(DOCUMENT EXCERPT)
--- START ---
Dynamic Filters: 25x Faster Queries by Passing Info Between Operators

Dynamic Filters: Passing Information Between Operators During Execution for 25x Faster Queries - Apache DataFusion Blog

Dynamic Filters: Passing Information Between Operators During Execution for 25x Faster Queries

Posted on: Wed 10 September 2025 by Adrian Garcia Badaracco (Pydantic), Andrew Lamb (InfluxData)

Contents Motivation and Results

Background: TopK and Dynamic Filters

Worked Example

TopK + Dynamic Filters

Hash Join + Dynamic Filters

Dynamic Filter Extensibility: Custom ExecutionPlan Operators Design of Scan Operator Integration

Future Work

Acknowledgements

About the Authors

About DataFusion

Footnotes

Appendix Queries and Data Figure 1: ClickBench Q23

This blog post introduces the query engine optimization techniques called TopK and dynamic filters. We describe the motivating use case, how these optimizations work, and how we implemented them with the Apache DataFusion community to improve performance by an order of magnitude for some query patterns.

Motivation and Results¶

The main commercial product at Pydantic, Logfire, is an observability platform built on DataFusion. One of the most common workflows / queries is "show me the last K traces" which translates to a query similar to:

SELECT * FROM records ORDER BY start_timestamp DESC LIMIT 1000;

We noticed this was pretty slow, even though DataFusion has long had the classic TopK optimization (described below). After implementing the dynamic filter techniques described in this blog, we saw performance improve by over 10x for this query pattern, and are applying the optimization to other queries and operators as well.

Let's look at some preliminary numbers, using ClickBench, which has the same pattern as our motivating example:

SELECT * FROM hits WHERE "URL" LIKE '%google%' ORDER BY "EventTime" LIMIT 10;

Figure 1 : Execution times for ClickBench Q23 with and without dynamic filters (DF)1, and late materialization (LM)2 for different partitions / core usage. Dynamic filters alone (yellow) and late materialization alone (red) show a large improvement over the baseline (blue). When both optimizations are enabled (green) performance improves by up to 22x. See the appendix for more measurement details.
--- END ---
(WHAT IS REQUIRED) Condense the paragraph beginning "We noticed this was pretty slow" from the dynamic filters blog post above into two sentences, keeping its main facts.

(EXTRACTED MATERIAL)
--- START ---
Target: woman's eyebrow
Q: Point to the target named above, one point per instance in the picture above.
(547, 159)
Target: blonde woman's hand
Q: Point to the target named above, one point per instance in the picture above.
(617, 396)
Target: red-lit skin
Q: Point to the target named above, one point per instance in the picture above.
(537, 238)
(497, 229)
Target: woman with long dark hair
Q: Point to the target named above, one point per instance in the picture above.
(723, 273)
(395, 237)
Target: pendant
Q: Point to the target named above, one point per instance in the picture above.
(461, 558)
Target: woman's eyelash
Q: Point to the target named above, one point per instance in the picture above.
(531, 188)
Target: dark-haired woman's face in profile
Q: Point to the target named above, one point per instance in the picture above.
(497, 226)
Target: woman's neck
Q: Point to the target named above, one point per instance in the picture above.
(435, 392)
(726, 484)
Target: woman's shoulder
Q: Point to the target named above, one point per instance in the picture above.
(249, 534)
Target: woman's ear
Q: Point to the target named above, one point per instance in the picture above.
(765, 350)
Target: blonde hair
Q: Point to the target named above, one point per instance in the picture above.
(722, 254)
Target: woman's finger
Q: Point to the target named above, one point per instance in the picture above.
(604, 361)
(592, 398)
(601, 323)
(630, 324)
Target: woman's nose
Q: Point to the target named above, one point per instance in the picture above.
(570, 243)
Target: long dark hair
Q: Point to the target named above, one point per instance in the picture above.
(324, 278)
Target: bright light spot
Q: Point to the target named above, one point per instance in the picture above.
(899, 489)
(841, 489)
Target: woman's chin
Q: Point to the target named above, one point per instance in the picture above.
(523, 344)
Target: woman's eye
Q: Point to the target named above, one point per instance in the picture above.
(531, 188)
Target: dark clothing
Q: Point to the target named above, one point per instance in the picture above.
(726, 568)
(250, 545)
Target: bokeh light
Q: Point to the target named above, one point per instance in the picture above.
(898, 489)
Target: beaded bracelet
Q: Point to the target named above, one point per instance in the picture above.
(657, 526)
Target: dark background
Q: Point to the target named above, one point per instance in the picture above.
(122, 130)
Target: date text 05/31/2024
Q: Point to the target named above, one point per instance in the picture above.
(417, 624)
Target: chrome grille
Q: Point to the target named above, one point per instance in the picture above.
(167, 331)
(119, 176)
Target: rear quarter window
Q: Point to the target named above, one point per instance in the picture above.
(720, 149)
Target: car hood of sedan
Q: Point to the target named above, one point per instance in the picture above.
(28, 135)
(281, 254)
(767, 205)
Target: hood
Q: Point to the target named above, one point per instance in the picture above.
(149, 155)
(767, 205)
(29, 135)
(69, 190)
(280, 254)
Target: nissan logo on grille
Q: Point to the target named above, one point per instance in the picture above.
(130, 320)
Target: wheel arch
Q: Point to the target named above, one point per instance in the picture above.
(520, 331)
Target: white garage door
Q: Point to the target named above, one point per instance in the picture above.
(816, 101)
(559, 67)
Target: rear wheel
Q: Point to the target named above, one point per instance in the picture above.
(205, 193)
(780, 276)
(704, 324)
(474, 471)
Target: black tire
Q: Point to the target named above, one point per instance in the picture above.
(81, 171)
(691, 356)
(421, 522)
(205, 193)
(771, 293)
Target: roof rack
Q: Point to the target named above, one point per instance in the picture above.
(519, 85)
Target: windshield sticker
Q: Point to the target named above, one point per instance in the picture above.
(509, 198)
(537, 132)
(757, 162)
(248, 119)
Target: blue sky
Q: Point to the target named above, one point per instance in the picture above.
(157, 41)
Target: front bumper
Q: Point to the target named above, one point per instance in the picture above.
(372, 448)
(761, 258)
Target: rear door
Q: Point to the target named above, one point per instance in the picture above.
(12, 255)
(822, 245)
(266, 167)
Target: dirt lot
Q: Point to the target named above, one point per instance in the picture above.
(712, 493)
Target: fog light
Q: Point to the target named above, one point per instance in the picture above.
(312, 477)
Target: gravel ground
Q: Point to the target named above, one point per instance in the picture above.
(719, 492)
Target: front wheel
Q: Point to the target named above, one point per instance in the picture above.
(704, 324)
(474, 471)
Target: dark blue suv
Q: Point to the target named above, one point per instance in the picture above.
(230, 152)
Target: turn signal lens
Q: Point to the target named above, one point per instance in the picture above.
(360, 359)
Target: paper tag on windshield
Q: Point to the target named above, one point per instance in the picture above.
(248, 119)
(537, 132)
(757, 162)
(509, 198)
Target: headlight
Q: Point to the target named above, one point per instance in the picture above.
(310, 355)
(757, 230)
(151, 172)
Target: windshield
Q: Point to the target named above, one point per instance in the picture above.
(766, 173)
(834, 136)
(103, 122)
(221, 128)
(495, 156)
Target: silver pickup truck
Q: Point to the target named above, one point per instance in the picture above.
--- END ---
(THE COMPLETED TASK) The query was slow even though DataFusion has long had the classic TopK optimization. Dynamic filters made this query pattern over 10x faster, and the optimization is being extended to other queries and operators.